Short problem 1:
From the interview with Emily Shur below, list every camera or camera system she says she uses.
Short problem 2:
In the interview with Emily Shur below, in which year of high school did she take her first photo class?
Short problem 3:
Condense the paragraph of the interview with Emily Shur below that begins "If you asked me this questions a few years ago" into a short bulleted list, keeping its main facts.

Reading passage:
****************************************

There’s a sense of calm intrigue woven throughout the images created by Emily Shur. Her portraits are inviting, yet sly snapshots of briefly exposed ultra-personality, celebrity and otherwise. Shur’s landscapes and city vignettes are clean and uncluttered, but emotionally complex, leaving the viewer wondering what just happened here…or what is about to?
What is your earliest memory of realizing that you wanted to take photos and/or that you connected to photography as an art form?
When I was a kid, I used to draw and paint quite a bit. I used to try to draw and copy photographs and make my drawings look as “real” as possible. Eventually I realized that I could just take a photograph and have control over how the image looked that way. I took my first photo class my freshman year of high school, but it wasn’t until a couple years later that I really became serious about photography. It was my discovery of photographers like Irving Penn and Richard Avedon that really did it for me.
How did you go about learning your way around a camera?
I took photography classes in high school and then majored in photography in college.
What is your go-to camera and/or set-up and why?
It depends on what I’m shooting. For work, I mainly shoot a Hasselblad system or a Canon 5D Mark III. For fun I shoot a Mamiya 7 w/an 80mm lens or a 4×5 field camera. Cameras are like instruments. They all do something different. You reach for one over the other because of the shooting situation you find yourself in and what you want out of the final image.
Do you have a preference between film and digital, and if so, why?
If you asked me this questions a few years ago, I would’ve said film without hesitation. However, digital photography has come so far in recent years. I still shoot film (and for now, only film) for my personal work. I mainly shoot exclusively digital for work unless otherwise requested. Digital does have its selling points when it comes to work. Both film an digital have their pros and cons. Again, it really depends on the shooting circumstances and what you’re hoping for in terms of the final image.
What do you hope to express, share, or do with your photography?

****************************************

Region annotation lines:
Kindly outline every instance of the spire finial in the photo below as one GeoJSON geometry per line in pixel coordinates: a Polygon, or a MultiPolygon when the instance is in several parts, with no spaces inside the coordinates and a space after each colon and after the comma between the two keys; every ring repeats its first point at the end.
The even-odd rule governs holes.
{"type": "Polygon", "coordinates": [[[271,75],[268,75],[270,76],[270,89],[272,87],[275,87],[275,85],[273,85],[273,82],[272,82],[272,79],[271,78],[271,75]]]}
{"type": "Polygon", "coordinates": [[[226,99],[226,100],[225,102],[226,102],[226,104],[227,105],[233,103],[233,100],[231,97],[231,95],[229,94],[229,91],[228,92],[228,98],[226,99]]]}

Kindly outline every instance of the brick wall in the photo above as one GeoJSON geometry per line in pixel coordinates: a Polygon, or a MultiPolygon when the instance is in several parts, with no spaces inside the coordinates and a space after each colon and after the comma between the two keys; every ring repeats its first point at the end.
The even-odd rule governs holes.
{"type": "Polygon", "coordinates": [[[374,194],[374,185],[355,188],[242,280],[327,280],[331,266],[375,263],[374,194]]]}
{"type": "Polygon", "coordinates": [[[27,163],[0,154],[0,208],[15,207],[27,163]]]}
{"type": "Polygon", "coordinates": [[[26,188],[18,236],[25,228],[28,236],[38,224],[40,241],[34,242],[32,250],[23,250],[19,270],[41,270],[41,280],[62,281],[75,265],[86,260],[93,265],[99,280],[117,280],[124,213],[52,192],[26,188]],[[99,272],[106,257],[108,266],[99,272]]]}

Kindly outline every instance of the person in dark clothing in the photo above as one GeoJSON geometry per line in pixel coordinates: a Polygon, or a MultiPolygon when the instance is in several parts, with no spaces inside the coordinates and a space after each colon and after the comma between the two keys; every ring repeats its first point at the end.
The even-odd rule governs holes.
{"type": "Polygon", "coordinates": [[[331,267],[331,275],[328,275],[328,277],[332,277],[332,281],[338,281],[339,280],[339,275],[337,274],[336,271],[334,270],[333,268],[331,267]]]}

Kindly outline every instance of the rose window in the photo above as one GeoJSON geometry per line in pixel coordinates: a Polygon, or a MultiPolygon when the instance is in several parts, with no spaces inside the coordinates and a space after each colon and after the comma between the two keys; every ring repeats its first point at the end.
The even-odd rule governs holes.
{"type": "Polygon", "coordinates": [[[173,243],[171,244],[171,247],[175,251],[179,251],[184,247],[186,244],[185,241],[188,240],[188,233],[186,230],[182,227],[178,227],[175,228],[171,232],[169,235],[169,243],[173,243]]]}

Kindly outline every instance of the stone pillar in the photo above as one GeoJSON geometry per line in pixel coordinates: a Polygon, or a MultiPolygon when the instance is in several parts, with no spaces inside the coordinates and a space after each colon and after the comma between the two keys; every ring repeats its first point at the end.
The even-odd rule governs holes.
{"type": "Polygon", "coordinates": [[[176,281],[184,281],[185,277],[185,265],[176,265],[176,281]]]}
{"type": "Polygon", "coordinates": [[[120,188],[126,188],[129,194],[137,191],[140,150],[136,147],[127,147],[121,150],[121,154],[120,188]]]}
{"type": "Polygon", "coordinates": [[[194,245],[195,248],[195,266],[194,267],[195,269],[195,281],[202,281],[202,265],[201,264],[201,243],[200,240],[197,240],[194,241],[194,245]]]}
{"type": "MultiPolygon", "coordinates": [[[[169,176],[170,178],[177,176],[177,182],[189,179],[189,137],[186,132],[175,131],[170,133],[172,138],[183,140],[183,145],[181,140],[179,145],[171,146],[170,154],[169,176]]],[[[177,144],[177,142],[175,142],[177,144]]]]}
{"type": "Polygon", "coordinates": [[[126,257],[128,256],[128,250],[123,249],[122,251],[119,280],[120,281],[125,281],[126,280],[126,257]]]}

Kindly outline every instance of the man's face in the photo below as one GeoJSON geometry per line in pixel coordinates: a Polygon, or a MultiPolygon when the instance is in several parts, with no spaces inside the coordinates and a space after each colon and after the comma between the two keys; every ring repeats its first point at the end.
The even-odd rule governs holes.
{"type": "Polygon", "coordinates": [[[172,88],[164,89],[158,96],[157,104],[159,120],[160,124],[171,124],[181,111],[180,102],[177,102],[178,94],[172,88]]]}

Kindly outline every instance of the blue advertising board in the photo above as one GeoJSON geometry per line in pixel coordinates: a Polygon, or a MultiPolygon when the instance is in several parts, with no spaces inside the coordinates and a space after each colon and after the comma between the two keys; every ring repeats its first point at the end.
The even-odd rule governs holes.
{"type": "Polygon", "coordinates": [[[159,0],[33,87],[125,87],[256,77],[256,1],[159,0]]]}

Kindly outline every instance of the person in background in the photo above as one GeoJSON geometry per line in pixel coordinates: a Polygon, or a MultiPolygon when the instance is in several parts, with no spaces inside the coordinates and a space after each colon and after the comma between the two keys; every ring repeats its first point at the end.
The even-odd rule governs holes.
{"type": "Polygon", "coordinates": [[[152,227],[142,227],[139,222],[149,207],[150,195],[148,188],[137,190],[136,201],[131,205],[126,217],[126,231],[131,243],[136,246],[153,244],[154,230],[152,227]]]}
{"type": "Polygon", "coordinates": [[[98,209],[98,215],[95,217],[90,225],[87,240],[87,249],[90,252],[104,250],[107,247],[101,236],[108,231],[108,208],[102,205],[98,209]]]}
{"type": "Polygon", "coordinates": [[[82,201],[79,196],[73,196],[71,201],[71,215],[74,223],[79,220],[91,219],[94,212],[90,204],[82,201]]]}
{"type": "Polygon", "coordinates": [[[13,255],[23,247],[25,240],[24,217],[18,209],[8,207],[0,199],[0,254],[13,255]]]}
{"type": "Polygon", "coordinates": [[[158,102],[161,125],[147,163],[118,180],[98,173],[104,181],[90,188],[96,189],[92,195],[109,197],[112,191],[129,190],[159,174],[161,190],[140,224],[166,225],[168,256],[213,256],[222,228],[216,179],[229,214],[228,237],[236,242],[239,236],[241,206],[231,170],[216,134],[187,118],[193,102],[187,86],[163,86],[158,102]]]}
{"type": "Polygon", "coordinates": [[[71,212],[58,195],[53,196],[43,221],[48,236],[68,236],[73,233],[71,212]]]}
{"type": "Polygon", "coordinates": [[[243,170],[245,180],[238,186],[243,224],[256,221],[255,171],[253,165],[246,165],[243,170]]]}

****************************************

Full answer 1:
- Hasselblad system
- Canon 5D Mark III
- Mamiya 7 with an 80mm lens
- 4×5 field camera

Full answer 2:
Her freshman year.

Full answer 3:
- A few years ago, she would have chosen film without hesitation.
- Digital photography has advanced a lot in recent years.
- For now, she shoots only film for her personal work.
- For work, she mainly shoots digital unless asked otherwise, and digital has its selling points there.
- Both formats have pros and cons, so the choice depends on the shooting circumstances and the final image she wants.